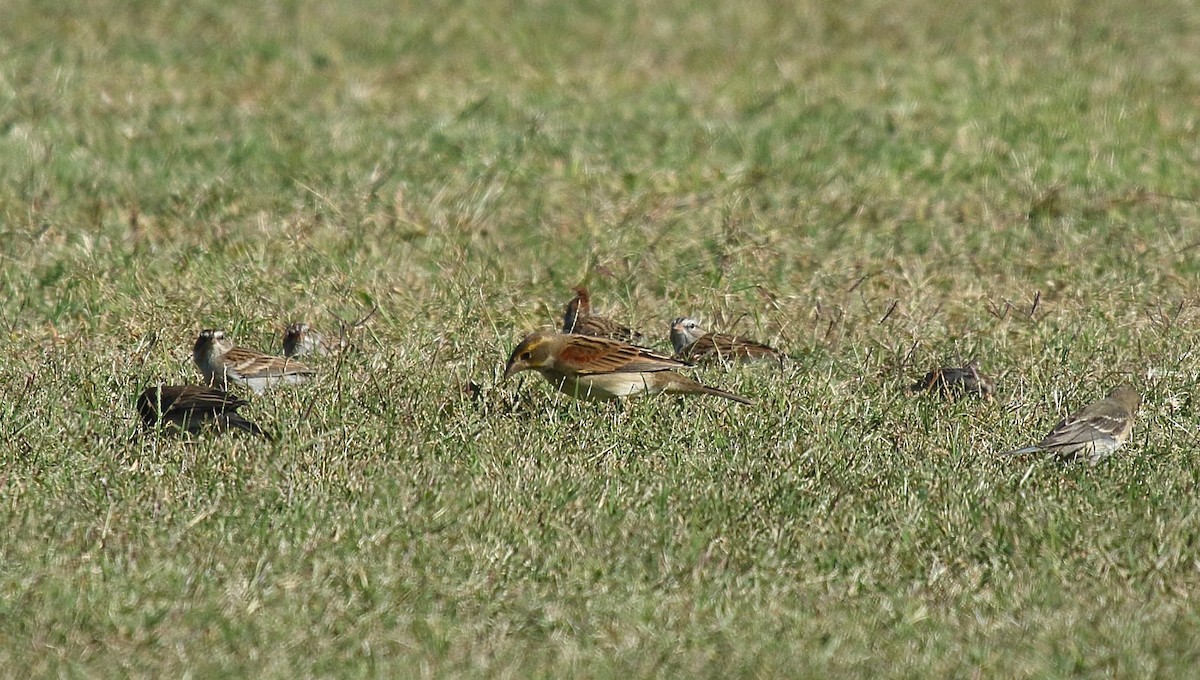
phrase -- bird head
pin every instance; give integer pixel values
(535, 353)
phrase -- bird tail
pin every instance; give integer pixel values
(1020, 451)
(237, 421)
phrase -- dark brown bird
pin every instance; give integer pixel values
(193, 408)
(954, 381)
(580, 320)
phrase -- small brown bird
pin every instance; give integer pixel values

--

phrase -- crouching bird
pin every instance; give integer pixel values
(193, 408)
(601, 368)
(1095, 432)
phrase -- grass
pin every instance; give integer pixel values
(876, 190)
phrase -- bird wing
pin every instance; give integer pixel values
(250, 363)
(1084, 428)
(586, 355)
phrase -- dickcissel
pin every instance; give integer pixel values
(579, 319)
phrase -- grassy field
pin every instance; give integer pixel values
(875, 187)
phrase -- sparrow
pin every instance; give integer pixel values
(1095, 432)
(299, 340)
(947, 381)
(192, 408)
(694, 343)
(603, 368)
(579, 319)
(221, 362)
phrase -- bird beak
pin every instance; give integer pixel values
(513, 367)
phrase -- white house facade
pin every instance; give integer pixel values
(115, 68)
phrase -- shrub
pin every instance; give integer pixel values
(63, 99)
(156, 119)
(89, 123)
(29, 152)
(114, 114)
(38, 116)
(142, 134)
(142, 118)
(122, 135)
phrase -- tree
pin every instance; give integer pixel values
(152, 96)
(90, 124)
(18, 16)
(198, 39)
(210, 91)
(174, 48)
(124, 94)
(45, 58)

→ **TASK PROMPT**
Look through the entries above and quote exactly the lines from the line with "phrase -- bird wing" to the line with "phrase -- sparrow", counting both of those lines.

→ **EXERCISE SOLUTION**
phrase -- bird wing
pin every instance; give integer pixel values
(250, 363)
(1084, 428)
(586, 355)
phrase -- dickcissel
pin every instance; give integer pixel values
(579, 319)
phrase -- grassy field
pin every instance; give integer pixel values
(875, 187)
phrase -- sparrow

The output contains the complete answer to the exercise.